An exact copy of the listing is needed, with every line kept.

◇ ◇ ◇ ◇ ◇ ◇ ◇

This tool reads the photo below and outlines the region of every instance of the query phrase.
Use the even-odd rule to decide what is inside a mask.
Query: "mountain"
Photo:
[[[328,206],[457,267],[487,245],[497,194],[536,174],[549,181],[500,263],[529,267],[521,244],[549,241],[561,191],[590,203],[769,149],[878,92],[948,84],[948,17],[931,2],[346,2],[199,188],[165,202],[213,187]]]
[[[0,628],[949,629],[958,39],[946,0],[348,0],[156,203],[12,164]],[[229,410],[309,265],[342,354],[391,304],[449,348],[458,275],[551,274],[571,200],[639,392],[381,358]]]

◇ ◇ ◇ ◇ ◇ ◇ ◇

- [REPLY TO THE EXERCISE]:
This tool reads the photo below and outlines the region of every instance of the query phrase.
Use the even-odd rule to decide what is inside a mask.
Query: "mountain"
Photo:
[[[328,206],[457,267],[487,245],[497,194],[536,174],[549,181],[500,263],[529,267],[521,244],[549,241],[561,191],[590,203],[769,149],[878,92],[948,84],[948,17],[931,2],[346,2],[199,188],[165,202],[213,187]]]
[[[0,628],[949,629],[958,39],[946,0],[348,0],[156,203],[12,164]],[[229,410],[309,265],[342,354],[391,304],[449,348],[458,275],[551,274],[571,200],[639,392],[381,358]]]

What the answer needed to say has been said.